§ **TESTO FORNITO**:
┌────────
In questo passaggio Foucault analizza il significato della trasformazione delle prigioni come istituzioni repressive in moderni asili psichiatrici: dalle celle ai nuovi spazi di libertà vigilata in cui la medicina funziona come una forma di giustizia, e in cui i prigionieri non sono più costretti a vedere le catene, le sbarre e le griglie delle finestre delle prigioni in cui erano prima rinchiusi. Per Foucault la nascita dell’asilo costituisce una forma di liberazione e protezione molto particolare, il passaggio dalla segregazione alla segregazione medica in cui la terapia si pone come forma di disalienazione. Chi vive protetto dall’asilo non può sfuggire al potere morale e legale di chi amministra l’asilo, degli uomini di ragione, come li chiama Foucault.
└────────
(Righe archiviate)
┌────────
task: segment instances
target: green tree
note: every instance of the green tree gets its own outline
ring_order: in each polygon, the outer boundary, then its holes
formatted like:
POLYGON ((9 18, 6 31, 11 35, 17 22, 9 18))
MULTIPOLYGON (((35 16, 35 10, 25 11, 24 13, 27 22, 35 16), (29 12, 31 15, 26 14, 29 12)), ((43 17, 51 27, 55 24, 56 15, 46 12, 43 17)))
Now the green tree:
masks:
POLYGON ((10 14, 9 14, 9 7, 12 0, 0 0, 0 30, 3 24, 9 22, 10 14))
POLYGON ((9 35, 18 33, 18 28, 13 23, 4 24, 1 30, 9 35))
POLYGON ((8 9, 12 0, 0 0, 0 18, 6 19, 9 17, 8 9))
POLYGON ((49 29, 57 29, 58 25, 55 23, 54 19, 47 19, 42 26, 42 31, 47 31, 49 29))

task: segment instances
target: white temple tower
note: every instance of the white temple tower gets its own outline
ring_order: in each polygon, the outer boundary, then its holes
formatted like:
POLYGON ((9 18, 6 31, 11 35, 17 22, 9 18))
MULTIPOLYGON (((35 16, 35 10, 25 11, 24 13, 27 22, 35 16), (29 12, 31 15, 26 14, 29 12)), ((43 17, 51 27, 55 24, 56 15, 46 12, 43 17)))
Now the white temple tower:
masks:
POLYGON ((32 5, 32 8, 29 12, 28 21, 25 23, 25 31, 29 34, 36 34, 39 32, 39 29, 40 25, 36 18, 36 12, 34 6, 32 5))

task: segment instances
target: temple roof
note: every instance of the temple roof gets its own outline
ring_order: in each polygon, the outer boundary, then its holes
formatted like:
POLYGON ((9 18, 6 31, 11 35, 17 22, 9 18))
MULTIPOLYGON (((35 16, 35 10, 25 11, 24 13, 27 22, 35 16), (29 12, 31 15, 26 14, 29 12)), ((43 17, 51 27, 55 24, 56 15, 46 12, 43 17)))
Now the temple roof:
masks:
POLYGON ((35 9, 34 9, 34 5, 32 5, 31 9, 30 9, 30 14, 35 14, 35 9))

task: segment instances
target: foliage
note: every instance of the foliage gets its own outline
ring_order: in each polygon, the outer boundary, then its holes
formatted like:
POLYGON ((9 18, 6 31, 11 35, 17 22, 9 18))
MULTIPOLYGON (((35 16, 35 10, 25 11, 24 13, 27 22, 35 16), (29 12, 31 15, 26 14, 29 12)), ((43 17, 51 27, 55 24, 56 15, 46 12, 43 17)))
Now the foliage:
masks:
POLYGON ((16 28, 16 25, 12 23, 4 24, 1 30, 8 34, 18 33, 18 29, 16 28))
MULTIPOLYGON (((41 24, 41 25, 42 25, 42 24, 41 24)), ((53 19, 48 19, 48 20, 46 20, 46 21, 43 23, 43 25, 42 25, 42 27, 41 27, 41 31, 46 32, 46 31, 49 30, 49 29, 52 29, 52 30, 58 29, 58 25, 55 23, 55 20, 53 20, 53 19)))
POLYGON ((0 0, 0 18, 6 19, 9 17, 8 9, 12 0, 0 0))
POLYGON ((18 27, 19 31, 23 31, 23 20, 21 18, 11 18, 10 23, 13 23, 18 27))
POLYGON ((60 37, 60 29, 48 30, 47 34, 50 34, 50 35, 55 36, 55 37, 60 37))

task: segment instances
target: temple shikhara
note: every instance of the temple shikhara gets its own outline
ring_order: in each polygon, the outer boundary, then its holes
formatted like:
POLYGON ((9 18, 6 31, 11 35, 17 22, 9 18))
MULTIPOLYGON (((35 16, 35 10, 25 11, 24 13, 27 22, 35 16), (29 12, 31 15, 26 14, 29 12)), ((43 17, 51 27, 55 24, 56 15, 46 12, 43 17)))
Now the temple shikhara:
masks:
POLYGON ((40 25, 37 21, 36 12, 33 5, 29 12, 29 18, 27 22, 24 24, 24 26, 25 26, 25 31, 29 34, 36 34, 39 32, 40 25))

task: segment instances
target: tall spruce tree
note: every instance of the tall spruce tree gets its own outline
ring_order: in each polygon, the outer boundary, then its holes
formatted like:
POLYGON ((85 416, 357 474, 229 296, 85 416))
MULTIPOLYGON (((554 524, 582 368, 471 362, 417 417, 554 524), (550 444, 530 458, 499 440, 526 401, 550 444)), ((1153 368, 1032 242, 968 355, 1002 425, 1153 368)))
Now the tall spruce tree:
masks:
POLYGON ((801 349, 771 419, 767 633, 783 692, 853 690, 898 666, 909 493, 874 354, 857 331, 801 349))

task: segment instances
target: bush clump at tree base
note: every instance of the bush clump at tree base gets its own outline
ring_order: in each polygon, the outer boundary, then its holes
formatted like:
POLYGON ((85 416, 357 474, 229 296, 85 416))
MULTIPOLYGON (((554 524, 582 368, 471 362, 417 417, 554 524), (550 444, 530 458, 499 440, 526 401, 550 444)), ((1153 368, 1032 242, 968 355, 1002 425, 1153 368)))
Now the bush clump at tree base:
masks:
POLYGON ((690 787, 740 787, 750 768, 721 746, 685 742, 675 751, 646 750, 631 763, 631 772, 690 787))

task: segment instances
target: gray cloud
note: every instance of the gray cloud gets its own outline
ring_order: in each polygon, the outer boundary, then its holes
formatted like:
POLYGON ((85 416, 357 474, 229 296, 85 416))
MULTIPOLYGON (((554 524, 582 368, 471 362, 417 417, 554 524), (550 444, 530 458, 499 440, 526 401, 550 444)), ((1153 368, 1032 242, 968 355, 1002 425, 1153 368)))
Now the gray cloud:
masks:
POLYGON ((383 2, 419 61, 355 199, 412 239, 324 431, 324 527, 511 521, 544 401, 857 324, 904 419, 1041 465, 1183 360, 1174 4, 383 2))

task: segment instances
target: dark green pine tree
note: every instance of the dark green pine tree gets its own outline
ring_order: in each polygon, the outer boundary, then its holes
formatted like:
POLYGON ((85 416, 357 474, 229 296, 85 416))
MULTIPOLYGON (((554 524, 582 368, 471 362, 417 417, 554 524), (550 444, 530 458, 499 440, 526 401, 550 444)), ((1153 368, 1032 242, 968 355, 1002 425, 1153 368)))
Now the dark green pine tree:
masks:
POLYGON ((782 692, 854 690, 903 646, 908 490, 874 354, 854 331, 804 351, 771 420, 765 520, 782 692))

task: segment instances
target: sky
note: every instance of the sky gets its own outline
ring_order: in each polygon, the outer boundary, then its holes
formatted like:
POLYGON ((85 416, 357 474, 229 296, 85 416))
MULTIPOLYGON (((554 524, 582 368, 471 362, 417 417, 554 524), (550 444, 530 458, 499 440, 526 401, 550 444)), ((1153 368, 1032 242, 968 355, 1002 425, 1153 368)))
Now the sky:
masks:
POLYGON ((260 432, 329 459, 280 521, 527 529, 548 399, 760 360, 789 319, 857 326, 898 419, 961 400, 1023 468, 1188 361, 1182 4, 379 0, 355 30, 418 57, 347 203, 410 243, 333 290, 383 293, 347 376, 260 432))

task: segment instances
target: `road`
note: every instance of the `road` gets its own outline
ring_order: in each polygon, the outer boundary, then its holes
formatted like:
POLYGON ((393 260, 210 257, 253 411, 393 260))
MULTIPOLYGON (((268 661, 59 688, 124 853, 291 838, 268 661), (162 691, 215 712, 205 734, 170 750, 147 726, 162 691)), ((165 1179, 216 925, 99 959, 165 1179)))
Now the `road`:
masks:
└────────
§ **ESERCIZIO**:
Duplichi per intero il testo fornito, senza apportarvi alcuna modifica. Le righe non hanno alcun rapporto con il testo fornito.

§ **RISULTATO**:
In questo passaggio Foucault analizza il significato della trasformazione delle prigioni come istituzioni repressive in moderni asili psichiatrici: dalle celle ai nuovi spazi di libertà vigilata in cui la medicina funziona come una forma di giustizia, e in cui i prigionieri non sono più costretti a vedere le catene, le sbarre e le griglie delle finestre delle prigioni in cui erano prima rinchiusi. Per Foucault la nascita dell’asilo costituisce una forma di liberazione e protezione molto particolare, il passaggio dalla segregazione alla segregazione medica in cui la terapia si pone come forma di disalienazione. Chi vive protetto dall’asilo non può sfuggire al potere morale e legale di chi amministra l’asilo, degli uomini di ragione, come li chiama Foucault.